# SUPPLIED RECORDS
——
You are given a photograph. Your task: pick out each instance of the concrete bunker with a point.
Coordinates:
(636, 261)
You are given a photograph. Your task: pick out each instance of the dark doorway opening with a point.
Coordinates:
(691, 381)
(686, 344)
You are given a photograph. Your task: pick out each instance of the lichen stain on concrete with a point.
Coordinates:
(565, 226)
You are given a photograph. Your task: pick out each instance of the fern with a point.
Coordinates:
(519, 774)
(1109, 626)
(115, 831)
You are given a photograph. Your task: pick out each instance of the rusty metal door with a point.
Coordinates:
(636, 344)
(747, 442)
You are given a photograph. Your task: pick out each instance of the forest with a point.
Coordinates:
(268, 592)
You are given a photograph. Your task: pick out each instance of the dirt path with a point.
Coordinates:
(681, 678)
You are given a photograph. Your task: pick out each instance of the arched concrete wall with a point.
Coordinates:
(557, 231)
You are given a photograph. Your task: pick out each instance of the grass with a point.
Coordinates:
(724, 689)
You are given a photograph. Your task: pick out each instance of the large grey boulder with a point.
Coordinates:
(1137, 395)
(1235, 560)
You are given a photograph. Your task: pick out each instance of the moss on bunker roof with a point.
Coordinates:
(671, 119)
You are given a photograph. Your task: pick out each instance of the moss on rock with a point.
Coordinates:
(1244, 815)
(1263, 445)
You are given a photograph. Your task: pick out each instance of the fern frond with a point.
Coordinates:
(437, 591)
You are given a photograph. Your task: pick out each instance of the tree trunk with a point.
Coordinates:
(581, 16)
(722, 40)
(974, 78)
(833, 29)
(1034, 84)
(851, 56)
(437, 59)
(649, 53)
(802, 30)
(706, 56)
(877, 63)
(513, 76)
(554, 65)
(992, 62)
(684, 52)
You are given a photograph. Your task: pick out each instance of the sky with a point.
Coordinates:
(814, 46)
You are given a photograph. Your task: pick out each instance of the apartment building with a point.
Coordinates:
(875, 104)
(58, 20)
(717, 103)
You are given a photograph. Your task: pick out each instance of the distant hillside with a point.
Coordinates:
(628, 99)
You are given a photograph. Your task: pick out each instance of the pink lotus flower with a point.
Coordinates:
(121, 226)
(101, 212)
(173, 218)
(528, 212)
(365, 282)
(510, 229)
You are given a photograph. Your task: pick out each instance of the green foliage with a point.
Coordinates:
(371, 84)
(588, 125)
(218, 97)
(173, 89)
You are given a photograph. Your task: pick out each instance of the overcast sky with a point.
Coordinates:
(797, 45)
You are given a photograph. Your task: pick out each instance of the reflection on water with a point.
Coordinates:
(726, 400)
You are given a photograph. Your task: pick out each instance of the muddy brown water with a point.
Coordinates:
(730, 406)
——
# WHAT TO PRODUCE
Rescale the data starting at the line containing "boulder with a point." and ending at the line containing "(1263, 445)", repeating every line including the requests and multiplying each coordinate in the answers by 0.5, rounded to whole numbers with halves rounded up. Give only these lines.

# SOLUTION TO THE EXERCISE
You are given a photograph. Your task: pick out each instance of the large grey boulder with a point.
Coordinates:
(569, 198)
(618, 280)
You are given a photograph. Your task: pick out each instance of the moss on bunker roof with a point.
Coordinates:
(336, 60)
You are given a photograph. Your task: pick out each instance of the moss on rock with a point.
Coordinates:
(622, 408)
(632, 223)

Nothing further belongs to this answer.